__Text section__.
Cloud storage now offers alternatives to traditional on-premise storage devices. Storage-as-a-Service offerings, such as Dropbox, and infrastructure services, such as Amazon S3, now enable virtually unlimited storage capacity, with most of the physical maintenance details hidden from the user. Cloud storage services can also be matched more dynamically to their intended use – keeping records for a short term, for example, or storing unstructured blocks of data to long-term archival retention.

Recently, the Cloud Native Computing Foundation (CNCF) announced an open source software-defined storage project based on Rook. According to the github description, “Rook is an open source orchestrator for distributed storage systems running in cloud native environments. Rook turns distributed storage software into a self-managing, self-scaling, and self-healing storage services. It does this by automating deployment, bootstrapping, configuration, provisioning, scaling, upgrading, migration, disaster recovery, monitoring, and resource management. Rook uses the capabilities provided by the underlying cloud-native container management, scheduling and orchestration platform to perform its duties.” This seems like a very impressive step forward from basic disk arrays.

Distributed storage challenges

One of the biggest challenges for storage systems is to store Big Data. Discussions of Big Data often reference a list of  descriptors that all start with a ‘V’, which also must be addressed by storage systems. One set of V’s, described by Bernard Marr in a LinkedIn article, are:

Volume – the amount of data to be stored; storage expansion is continuous and accelerating with no apparent end; however, not all data can or should always be stored in the same location

Velocity – the speed at which the data is collected, transferred and analyzed; processing all the data can be a challenge for systems that may involve realtime control decisions

Variety – a measure of the types and formats of data to be handled; multimedia services include various combinations of voice, video, photos, email, messages, scans, sensor readings, alarms, location data, and more. Storage device characteristics can vary, and distribution may require orchestration of data across multiple locations

Veracity – refers to the validity and trustworthiness of the data; security, privacy, integrity, reliability, source certification and acceptable use all present challenges both within and among enterprises, especially when storage of linked data is required

Value – always a consideration when potentially expensive IT resources are involved; data must be worth storing, especially when archived and not used frequently. Knowing what data is valuable and where to store it is a challenge.

__Questions on the material__.
A – In the cloud storage text, which organization announced an open source software-defined storage project based on Rook?
B – What are all of the "V" descriptors that the cloud storage text lists as Big Data challenges for storage systems?
C – Carry on the cloud storage text from the point where it stops.
These records have no connection to the cloud storage text.

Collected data
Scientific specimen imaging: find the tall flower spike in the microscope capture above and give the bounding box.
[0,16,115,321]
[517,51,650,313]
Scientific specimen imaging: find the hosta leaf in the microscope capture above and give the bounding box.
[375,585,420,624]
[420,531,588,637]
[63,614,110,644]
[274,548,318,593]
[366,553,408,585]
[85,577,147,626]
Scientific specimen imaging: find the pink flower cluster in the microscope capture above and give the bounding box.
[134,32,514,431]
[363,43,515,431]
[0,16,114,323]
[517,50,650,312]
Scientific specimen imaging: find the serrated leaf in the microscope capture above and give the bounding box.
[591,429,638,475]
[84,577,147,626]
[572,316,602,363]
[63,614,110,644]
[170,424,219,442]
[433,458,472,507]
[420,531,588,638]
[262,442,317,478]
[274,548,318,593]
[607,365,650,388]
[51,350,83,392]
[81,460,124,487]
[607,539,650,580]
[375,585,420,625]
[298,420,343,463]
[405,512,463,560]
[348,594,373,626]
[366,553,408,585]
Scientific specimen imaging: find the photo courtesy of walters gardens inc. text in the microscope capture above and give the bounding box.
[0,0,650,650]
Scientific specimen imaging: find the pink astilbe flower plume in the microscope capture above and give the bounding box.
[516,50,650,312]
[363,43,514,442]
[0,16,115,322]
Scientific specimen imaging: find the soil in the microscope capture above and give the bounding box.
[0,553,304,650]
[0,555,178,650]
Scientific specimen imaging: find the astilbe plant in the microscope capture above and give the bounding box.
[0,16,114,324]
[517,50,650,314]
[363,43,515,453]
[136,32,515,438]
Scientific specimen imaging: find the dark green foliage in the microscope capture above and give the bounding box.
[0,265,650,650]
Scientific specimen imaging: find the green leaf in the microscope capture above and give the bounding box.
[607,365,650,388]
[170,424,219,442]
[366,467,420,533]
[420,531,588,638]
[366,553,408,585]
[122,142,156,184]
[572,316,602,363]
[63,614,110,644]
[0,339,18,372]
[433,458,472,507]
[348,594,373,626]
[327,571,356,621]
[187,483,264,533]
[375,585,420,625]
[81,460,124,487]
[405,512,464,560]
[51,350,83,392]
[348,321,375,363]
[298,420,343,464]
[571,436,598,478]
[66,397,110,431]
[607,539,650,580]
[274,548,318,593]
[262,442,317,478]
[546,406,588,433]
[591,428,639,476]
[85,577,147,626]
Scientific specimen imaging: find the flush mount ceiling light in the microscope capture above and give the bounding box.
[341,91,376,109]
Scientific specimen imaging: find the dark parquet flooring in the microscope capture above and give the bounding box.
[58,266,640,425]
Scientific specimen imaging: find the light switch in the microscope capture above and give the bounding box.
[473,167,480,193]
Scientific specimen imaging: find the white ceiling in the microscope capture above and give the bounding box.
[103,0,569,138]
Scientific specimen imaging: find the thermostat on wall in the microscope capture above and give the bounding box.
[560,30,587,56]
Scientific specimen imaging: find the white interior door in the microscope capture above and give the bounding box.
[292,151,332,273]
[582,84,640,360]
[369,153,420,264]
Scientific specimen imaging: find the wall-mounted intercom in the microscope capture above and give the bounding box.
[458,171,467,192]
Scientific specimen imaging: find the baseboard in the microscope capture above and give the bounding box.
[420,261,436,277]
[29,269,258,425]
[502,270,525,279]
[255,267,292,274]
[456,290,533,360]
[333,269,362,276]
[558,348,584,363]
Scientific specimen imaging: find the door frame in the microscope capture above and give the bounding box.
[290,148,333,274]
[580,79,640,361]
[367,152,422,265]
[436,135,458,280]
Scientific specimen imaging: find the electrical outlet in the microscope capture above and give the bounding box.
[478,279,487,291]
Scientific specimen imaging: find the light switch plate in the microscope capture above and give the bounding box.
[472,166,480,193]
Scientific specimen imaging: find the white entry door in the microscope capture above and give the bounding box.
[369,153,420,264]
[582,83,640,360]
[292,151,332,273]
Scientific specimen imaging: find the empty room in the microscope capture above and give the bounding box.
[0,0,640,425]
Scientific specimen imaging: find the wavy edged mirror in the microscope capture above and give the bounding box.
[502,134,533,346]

__Results of the exercise__.
A – The Cloud Native Computing Foundation (CNCF).

B – Volume, Velocity, Variety, Veracity, Value

C –
There are, of course, many other technical considerations. For example, using a mix of solid state drives, removeable storage, locally-attached hard drives, network-based hard disk arrays and bulk tape storage can present compatibility and performance challenges. When augmented and virtual reality become widespread, physical objects will be closely aligned with their data object proxies, which may move with the physical objects, much like a smartphone today moves with its human user.

The bottom line

The next generation of storage systems for digital transformation will need to be capable of addressing the needs of data-intensive applications, widely distributed, inter-connected and integrated. Storage is now and will be widely distributed across multiple owners and will function as a fundamental platform component for the ecosystem (much like networking is today). In this environment, data storage cannot be fully centralized.

Distributed data must also be managed effectively to avoid massive duplication, to optimize accessibility and findability, and to ensure equal levels of protection and safety across many different environments. Without distributed storage management, it may be difficult to ever find Waldo!